You don't happen to have a spare Windows PC or laptop you could use while you wait to find one that work do you? I don't think Emulator Pro has a subscription license anymore but they probably have a demo you could use.


----------



## synthetic (Dec 22, 2015)

benatural said:


> What's the drawback of the resolution changer? Do you habe to constantly fiddle with it?



Yeah, it forgets the setting and you have to reset it every time it's powered on. It's a bug in Lemur that they won't fix. "We can't possibly test every system." Yes, but the app has a bug at 1920x1080. That's a common resolution.


----------



## benatural (Dec 22, 2015)

YCCTEAM Beelink i68 arrived today. Works fine with the touch screen, but am still getting the orientation issue. There's no "Application request to change orientation" option anywhere to be found. Even tried Lemur but ended up getting a refund because it was crashing every other time I opened the app. That said the resolution was and orientation was "almost" correct but not quite. Had to use the resolution changer, and yeah that's a massive pain to fiddle with.

THINGS TO DO =
(A) Copy the forum thread about the Lemur app word for word, starting with "Yeah, it forgets" and going on through "a common resolution.".
(B) Carry the forum thread about the Lemur app forward from its last sentence.

DATA =

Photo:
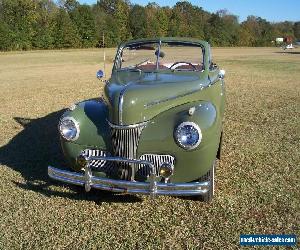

TASK ANSWERS =
(A)
Yeah, it forgets the setting and you have to reset it every time it's powered on. It's a bug in Lemur that they won't fix. "We can't possibly test every system." Yes, but the app has a bug at 1920x1080. That's a common resolution.

(B)
Got one more box on the way... 5th time's the charm?


----------



## Ozymandias (Dec 23, 2015)

synthetic said:


> "We can't possibly test every system." Yes, but the app has a bug at 1920x1080. That's a common resolution.



It doesn't appear to be resolution-specific. Lemur works fine on a 1920x1080 tablet I have here.


----------



## Nathanael Iversen (Dec 25, 2015)

What about this: 



It seems to have Android 5.1.1. Is it the case that newer is better, or is it more about having the right options compiled into the kernel of these appliances?

Is it easier to just get an Android touchscreen monitor like this one:



That would have to have the touch drivers enabled. I'm guessing there are non-yellow versions of this kind of thing.


----------



## babylonwaves (Dec 26, 2015)

i found that article: http://djtrax.us and he's using a MX III Android Box with a Acer 23" touchscreen. Looks like this could work right out of the box?


----------



## benatural (Dec 26, 2015)

Thing is there are a number of hardware makers that make what appear to be the same box. But for some reason the system settings are a little different with each one.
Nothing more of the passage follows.